start Dataset records

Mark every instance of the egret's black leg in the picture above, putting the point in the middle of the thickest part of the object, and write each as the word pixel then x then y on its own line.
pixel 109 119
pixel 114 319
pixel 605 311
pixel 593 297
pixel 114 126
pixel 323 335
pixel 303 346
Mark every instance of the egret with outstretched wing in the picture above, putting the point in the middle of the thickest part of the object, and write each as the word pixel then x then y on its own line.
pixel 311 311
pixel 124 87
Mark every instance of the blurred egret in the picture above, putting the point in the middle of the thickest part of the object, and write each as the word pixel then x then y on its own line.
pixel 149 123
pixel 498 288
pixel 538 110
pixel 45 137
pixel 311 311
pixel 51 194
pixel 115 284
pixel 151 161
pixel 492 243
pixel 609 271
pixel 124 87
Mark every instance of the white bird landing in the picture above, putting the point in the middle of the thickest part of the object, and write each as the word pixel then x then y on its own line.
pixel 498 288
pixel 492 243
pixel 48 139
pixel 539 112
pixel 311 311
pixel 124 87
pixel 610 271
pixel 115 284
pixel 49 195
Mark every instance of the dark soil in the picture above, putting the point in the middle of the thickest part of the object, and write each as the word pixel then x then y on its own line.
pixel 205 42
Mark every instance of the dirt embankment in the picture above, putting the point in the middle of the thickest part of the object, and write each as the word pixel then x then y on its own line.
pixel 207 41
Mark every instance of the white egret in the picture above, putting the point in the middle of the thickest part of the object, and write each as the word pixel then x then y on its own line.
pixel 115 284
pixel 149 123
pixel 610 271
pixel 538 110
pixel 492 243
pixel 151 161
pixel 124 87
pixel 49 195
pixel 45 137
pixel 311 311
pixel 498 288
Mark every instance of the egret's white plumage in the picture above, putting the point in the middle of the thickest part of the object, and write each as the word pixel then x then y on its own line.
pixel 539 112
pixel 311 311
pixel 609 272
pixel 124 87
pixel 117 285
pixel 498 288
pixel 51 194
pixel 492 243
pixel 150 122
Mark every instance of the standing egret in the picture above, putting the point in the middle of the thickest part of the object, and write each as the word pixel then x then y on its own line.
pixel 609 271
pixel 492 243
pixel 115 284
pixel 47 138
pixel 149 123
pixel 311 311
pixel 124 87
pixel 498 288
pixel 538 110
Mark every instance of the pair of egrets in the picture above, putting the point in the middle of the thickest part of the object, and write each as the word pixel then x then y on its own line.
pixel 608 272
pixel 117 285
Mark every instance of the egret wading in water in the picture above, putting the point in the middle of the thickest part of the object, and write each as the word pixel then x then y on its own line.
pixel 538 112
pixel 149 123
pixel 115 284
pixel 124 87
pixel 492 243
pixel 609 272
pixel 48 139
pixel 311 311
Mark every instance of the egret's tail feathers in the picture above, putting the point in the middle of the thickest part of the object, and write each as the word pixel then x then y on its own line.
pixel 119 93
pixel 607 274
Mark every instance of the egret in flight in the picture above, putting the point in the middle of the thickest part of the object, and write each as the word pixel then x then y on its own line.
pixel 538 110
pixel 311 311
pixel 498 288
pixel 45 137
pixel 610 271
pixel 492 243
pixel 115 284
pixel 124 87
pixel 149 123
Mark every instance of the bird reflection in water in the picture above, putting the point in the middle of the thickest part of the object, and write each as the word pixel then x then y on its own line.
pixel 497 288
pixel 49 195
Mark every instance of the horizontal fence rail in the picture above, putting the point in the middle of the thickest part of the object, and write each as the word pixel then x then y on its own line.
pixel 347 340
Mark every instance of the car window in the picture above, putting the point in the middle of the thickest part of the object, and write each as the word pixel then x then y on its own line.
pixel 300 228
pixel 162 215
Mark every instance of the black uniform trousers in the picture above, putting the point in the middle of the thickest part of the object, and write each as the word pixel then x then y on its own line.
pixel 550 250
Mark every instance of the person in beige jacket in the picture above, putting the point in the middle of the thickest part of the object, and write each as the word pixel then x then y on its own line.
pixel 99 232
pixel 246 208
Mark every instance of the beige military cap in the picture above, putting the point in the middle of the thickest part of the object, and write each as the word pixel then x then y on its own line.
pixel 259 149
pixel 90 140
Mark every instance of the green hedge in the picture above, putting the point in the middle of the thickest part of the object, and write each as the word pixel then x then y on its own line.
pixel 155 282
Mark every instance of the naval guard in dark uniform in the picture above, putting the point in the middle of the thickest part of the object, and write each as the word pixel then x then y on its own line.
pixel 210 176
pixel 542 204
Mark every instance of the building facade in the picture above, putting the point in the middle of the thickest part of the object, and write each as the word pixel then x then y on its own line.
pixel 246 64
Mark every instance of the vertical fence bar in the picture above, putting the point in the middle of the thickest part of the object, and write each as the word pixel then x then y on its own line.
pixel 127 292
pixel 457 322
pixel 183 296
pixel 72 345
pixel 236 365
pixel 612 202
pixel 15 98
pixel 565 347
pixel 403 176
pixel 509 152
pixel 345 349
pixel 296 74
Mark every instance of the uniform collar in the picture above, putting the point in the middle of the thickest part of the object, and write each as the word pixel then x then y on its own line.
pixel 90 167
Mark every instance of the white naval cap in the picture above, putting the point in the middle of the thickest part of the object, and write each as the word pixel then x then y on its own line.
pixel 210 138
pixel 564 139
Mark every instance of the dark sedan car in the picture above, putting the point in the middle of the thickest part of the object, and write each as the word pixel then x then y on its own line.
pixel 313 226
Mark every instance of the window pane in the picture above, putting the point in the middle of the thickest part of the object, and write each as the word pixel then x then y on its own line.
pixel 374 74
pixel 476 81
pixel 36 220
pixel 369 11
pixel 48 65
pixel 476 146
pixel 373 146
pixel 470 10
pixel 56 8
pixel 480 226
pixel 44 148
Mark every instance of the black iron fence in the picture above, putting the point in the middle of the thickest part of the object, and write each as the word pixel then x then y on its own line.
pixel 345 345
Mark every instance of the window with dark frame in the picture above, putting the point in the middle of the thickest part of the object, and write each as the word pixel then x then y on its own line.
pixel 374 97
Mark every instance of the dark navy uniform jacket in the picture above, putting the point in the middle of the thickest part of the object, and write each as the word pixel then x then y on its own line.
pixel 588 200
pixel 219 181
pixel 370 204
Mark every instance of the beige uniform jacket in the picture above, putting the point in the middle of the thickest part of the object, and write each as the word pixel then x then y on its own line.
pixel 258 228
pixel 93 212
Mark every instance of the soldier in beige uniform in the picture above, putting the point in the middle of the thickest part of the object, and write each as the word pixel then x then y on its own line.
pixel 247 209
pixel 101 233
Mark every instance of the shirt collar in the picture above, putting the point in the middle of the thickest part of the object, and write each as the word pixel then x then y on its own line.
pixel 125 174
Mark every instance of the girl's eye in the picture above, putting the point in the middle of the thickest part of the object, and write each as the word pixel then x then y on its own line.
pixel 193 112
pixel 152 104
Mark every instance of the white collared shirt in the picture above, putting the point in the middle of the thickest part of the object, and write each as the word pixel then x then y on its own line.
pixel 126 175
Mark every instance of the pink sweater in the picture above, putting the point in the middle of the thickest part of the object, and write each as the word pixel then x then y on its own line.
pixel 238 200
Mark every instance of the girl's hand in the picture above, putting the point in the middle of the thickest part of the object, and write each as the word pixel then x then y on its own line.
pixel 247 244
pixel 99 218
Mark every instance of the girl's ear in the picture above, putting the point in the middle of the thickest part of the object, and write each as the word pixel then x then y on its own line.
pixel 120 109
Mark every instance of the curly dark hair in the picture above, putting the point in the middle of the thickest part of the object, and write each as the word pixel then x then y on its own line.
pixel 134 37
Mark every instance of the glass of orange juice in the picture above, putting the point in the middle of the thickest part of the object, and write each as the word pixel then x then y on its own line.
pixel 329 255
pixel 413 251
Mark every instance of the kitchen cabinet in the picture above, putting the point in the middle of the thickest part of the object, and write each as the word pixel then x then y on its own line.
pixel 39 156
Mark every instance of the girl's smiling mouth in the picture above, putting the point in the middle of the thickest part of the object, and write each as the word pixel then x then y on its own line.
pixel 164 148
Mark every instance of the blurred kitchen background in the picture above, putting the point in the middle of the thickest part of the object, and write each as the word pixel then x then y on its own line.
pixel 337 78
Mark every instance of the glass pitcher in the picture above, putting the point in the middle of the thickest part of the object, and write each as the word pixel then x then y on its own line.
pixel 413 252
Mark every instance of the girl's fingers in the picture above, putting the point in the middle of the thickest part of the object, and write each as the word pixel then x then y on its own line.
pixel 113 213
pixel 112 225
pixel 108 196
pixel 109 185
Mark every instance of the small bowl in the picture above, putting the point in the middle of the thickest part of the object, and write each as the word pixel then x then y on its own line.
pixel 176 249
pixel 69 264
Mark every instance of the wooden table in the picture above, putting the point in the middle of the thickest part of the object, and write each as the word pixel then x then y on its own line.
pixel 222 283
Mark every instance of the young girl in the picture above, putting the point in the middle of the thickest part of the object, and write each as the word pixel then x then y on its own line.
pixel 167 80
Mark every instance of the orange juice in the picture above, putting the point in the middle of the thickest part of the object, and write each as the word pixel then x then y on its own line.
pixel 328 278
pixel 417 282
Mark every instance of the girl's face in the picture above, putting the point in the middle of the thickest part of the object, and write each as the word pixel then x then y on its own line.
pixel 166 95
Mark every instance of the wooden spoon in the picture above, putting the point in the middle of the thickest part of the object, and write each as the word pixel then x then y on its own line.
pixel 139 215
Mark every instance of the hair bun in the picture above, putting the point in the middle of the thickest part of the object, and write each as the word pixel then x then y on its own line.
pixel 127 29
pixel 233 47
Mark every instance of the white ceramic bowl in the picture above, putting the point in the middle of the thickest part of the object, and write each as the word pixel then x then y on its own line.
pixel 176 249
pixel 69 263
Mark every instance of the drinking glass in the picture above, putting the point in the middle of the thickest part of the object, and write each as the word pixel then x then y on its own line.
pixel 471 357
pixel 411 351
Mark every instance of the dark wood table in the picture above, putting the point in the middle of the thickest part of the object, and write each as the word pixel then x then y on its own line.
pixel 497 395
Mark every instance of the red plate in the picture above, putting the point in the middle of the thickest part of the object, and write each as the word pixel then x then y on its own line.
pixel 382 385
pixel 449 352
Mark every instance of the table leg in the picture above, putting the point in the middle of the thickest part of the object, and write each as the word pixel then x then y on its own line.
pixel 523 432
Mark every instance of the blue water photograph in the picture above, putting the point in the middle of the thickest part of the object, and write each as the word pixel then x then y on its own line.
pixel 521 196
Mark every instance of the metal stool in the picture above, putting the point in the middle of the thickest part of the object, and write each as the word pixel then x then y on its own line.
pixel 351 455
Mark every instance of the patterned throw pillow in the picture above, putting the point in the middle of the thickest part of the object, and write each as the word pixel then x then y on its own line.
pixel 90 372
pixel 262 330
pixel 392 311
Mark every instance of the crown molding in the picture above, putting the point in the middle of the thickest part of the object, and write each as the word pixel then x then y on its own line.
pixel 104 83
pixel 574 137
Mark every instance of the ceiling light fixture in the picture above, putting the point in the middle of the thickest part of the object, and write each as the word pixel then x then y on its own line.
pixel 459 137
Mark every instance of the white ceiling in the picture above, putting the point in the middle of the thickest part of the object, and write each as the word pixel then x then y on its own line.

end Dataset records

> [Written problem] Copy, word for word, the stretch of lines above from the line containing "Mark every instance of the window with" through the line containing "pixel 93 212".

> [Task result]
Mark every instance of the window with dark frame in the picture above, putting the point in the middle of the thickest part of the object, and write each as the word pixel then x then y on its own line.
pixel 374 97
Mark every instance of the dark navy uniform jacket in the picture above, putting the point in the middle of the thickest part of the object, and write each as the word pixel then x then y on its own line.
pixel 588 200
pixel 219 181
pixel 370 204
Mark every instance of the beige uniform jacket in the picture above, putting the point in the middle of the thickest part of the object, and write each as the word pixel then x then y on its own line.
pixel 258 228
pixel 93 212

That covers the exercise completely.